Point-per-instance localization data
>>

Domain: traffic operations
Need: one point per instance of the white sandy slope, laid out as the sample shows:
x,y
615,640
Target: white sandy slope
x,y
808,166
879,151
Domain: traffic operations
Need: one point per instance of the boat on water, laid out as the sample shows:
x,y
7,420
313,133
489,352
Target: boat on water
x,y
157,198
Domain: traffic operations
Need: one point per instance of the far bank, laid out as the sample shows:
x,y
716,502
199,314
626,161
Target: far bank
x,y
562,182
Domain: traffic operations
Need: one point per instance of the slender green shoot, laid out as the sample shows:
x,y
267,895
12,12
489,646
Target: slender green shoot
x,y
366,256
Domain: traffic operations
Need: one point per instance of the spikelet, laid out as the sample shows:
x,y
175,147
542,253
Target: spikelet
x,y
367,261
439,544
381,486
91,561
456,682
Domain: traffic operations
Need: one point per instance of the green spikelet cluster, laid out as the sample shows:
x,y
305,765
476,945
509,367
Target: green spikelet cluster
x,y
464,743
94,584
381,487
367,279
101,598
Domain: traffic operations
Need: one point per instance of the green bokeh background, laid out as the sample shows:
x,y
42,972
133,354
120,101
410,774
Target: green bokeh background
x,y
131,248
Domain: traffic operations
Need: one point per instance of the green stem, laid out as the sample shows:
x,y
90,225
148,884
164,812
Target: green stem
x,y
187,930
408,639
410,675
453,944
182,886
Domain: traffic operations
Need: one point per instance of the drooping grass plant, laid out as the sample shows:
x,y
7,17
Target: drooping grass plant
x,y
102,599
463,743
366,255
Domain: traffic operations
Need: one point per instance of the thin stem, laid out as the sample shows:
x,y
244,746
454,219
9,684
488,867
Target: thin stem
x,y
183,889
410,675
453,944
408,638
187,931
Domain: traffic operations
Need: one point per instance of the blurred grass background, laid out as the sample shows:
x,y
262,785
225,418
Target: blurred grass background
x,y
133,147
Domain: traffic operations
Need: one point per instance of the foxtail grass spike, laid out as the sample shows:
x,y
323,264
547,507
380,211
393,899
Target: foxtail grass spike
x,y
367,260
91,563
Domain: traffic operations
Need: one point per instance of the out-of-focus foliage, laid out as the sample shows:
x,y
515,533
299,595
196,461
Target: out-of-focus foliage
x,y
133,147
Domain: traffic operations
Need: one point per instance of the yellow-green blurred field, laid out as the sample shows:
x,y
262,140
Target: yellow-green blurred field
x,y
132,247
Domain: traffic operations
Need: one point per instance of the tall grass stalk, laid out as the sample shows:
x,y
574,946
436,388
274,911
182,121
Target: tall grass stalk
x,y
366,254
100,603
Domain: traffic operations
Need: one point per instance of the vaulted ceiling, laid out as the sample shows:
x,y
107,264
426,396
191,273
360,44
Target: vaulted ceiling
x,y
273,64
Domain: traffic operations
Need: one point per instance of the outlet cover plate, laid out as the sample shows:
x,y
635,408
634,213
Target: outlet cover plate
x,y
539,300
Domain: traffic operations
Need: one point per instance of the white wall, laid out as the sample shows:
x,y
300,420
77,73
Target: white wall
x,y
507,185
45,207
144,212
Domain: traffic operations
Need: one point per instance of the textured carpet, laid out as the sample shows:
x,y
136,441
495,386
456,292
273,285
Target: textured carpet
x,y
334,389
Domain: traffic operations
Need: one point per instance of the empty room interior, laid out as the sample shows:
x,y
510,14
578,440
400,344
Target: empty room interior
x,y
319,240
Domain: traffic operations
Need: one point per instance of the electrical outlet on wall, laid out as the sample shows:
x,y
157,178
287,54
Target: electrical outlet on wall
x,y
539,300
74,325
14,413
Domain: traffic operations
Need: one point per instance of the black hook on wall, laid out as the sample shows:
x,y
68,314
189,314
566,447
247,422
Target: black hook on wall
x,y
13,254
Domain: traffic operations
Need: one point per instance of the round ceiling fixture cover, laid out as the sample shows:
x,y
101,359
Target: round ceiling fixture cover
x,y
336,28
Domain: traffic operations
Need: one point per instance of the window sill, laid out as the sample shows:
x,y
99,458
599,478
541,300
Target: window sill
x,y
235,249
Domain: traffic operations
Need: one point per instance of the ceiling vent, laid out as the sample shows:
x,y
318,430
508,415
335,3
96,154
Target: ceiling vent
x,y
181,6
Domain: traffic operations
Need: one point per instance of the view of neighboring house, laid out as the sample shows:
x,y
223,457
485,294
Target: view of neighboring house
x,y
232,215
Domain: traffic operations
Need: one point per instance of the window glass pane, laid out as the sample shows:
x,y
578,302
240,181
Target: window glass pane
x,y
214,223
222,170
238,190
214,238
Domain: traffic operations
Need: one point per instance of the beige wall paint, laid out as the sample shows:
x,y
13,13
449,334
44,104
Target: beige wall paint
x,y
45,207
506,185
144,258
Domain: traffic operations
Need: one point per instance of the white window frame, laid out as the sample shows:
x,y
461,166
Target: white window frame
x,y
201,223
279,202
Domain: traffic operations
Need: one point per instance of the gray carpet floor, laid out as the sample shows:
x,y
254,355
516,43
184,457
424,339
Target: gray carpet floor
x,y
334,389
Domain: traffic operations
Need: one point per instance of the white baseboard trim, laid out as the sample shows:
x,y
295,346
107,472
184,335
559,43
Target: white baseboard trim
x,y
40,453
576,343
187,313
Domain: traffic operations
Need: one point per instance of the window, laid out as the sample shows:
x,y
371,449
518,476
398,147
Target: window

<<

(Work request) Reproduce every line of the data without changing a word.

(Solution to this exercise)
Domain: traffic operations
Need: one point per instance of the white sandy slope, laid out as the sample shows:
x,y
615,640
Target: white sandy slope
x,y
808,166
879,151
Domain: traffic operations
Need: one point per instance of the boat on water, laid out as the sample shows:
x,y
7,420
313,133
489,352
Target: boat on water
x,y
157,198
Domain: traffic operations
Need: one point per instance of the far bank, laid out as the sample shows:
x,y
716,502
199,314
626,161
Target: far bank
x,y
562,182
Domain: traffic operations
Need: one point per instance of the slender green shoot, laid out as the sample shows:
x,y
267,895
12,12
489,646
Target: slender green shoot
x,y
366,256
Domain: traffic operations
Need: one point per instance of the spikelet, laid out as the sample shows:
x,y
175,147
542,253
Target: spikelet
x,y
367,261
439,544
381,486
91,561
456,682
Domain: traffic operations
Need: one point per instance of the green spikelet cluster, laid out as the sample shows:
x,y
305,765
476,945
509,367
Target: green spikelet cluster
x,y
464,743
94,584
381,487
367,279
101,598
Domain: traffic operations
Need: one point per instance of the green bokeh background, laid out as the sample shows:
x,y
42,972
133,354
120,101
410,774
Target: green bokeh background
x,y
131,248
Domain: traffic operations
Need: one point per instance of the green stem, laid out as the sample shows:
x,y
90,225
148,884
164,812
Target: green stem
x,y
187,930
408,639
410,675
453,944
182,886
Domain: traffic operations
Need: one point per instance of the drooping grass plant, laid out as the sample shows:
x,y
7,17
Target: drooping grass plant
x,y
102,599
463,743
366,255
Domain: traffic operations
Need: one point per instance of the thin stem, laid out as the sample shows:
x,y
244,746
454,219
9,684
488,867
Target: thin stem
x,y
183,889
410,675
453,944
408,638
187,931
Domain: traffic operations
Need: one point per instance of the blurred grass background, laid out as the sample shows:
x,y
262,785
225,418
Target: blurred grass background
x,y
133,147
Domain: traffic operations
Need: one point per instance of the foxtail grass spike, laid out as the sample shows:
x,y
323,264
547,507
380,211
393,899
Target: foxtail grass spike
x,y
367,260
91,563
Domain: traffic operations
Need: one point per instance of the out-of-focus foliage, laid out as the sample shows:
x,y
515,533
299,595
196,461
Target: out-of-focus foliage
x,y
133,147
Domain: traffic operations
Need: one point per instance of the yellow-green blurred field, laid out as the sample shows:
x,y
262,140
Target: yellow-green blurred field
x,y
132,247
Domain: traffic operations
Need: one point per instance of the tall grass stalk, laid out as the sample shows:
x,y
574,946
436,388
274,911
182,121
Target: tall grass stalk
x,y
366,254
100,603
Domain: traffic operations
Need: one point per instance of the vaulted ceiling, laid out as the sample shows:
x,y
107,264
426,396
191,273
360,44
Target: vaulted ceiling
x,y
273,64
Domain: traffic operations
Need: one point per instance of the outlet cover plate, laid out as the sample shows:
x,y
635,408
634,213
Target: outlet cover plate
x,y
539,300
Domain: traffic operations
Need: one point per instance of the white wall, laid out as the sample shows:
x,y
300,420
77,73
Target: white wall
x,y
507,185
45,207
144,212
Domain: traffic operations
Need: one point per instance of the textured carpet, laid out as the sample shows:
x,y
136,441
495,386
456,292
273,285
Target: textured carpet
x,y
334,389
Domain: traffic operations
Need: one point per instance of the empty room interior, laid out as the sample shows:
x,y
510,14
578,440
400,344
Target: empty room interior
x,y
319,240
Domain: traffic operations
Need: one point per instance of the electrical outlet on wall, laid out as the sample shows:
x,y
157,178
287,54
Target: electrical outlet on wall
x,y
539,300
74,325
14,413
Domain: traffic operations
Need: one point per instance of the black hook on wall, laid out as the sample shows:
x,y
68,314
189,314
566,447
247,422
Target: black hook on wall
x,y
13,254
Domain: traffic operations
Need: one point per instance of the round ceiling fixture cover, laid out as the sample shows:
x,y
101,359
Target: round ceiling fixture cover
x,y
336,28
Domain: traffic operations
Need: one point per instance of the window sill, laid out as the sample shows:
x,y
99,458
599,478
541,300
Target: window sill
x,y
235,249
Domain: traffic operations
Need: one point per instance of the ceiling vent, laid out as the sample shows:
x,y
318,430
508,415
335,3
96,154
Target: ceiling vent
x,y
181,6
Domain: traffic operations
Need: one point per instance of the view of neighboring house, laid out as the sample shows:
x,y
223,457
485,294
Target: view of neighboring house
x,y
232,215
Domain: traffic operations
Need: one point per instance of the window glass pane, laid out as the sample shows:
x,y
578,302
240,181
Target: window glass pane
x,y
214,223
222,170
238,190
214,238
Domain: traffic operations
Need: one point per instance of the beige wall paint, laid out as the sample shows:
x,y
13,13
449,334
44,104
Target: beige wall paint
x,y
45,207
506,185
144,258
Domain: traffic operations
Need: one point per instance of the white window frame, laid out as the sample shows:
x,y
461,166
Target: white window frame
x,y
201,223
279,202
Domain: traffic operations
Need: one point per instance of the gray carpet floor, laid out as the sample shows:
x,y
254,355
516,43
184,457
424,339
Target: gray carpet floor
x,y
334,389
Domain: traffic operations
Need: one point per instance of the white baseboard trim, laid out as the sample shows:
x,y
295,346
107,472
184,335
559,43
Target: white baseboard trim
x,y
40,453
576,343
187,313
Domain: traffic operations
Need: one point per instance of the window, laid out as the sample shows:
x,y
371,449
518,476
398,147
Target: window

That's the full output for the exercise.